Work to be completed
Rewrite the items below with every "place a pin" switched to "drop a marker". Change nothing else, and leave the pictures out.

Listed entries
_ _ _ _
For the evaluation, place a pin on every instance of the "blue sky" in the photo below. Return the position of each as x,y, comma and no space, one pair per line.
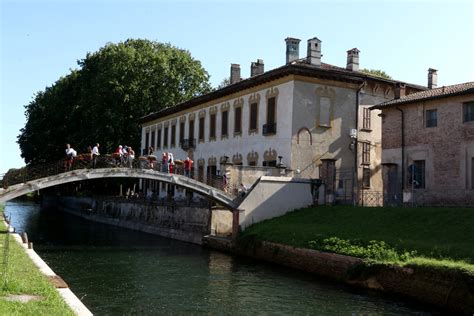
42,40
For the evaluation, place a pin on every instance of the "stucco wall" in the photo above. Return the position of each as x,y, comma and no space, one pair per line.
448,148
272,197
243,144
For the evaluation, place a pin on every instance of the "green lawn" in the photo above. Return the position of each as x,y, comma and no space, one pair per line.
24,278
437,235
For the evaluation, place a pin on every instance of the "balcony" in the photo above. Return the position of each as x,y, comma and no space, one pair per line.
187,144
269,129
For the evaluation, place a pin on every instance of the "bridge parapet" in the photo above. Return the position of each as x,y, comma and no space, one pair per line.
32,178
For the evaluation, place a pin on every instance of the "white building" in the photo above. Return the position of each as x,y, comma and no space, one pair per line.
_ _ _ _
Answer to the problem
For the evaluation, drop a marker on every instance of the "blue sky" in the photo below. Return the position of each as x,y, comma and no space, one pair per line.
42,40
For the evaluation, drop a marker on every instance of the "stucco wall" in the photo above. Return the position of each as x,y, comma and no space, one pair per line.
448,148
272,197
243,144
For the evaluation, drop a marker on every instance of the "green lawn" in the photo above. Return the position of each as x,y, comma and no space, one pair per line.
24,278
437,235
For the evaluation, drop a marker on every instance of the "balcony" in the photo above. Return the position of each as x,y, comma and no space, one pair per line.
187,144
269,129
For the evaluation, drop a marker on every instance of the "bridge parapet" in the photo above. Return the position of each as x,y, comma and no space, one pair per line.
32,178
For the evaluation, drop a marker on every instance of the "white building" in the photo above. Return the position of each as x,y, comma and no space, one pair per line.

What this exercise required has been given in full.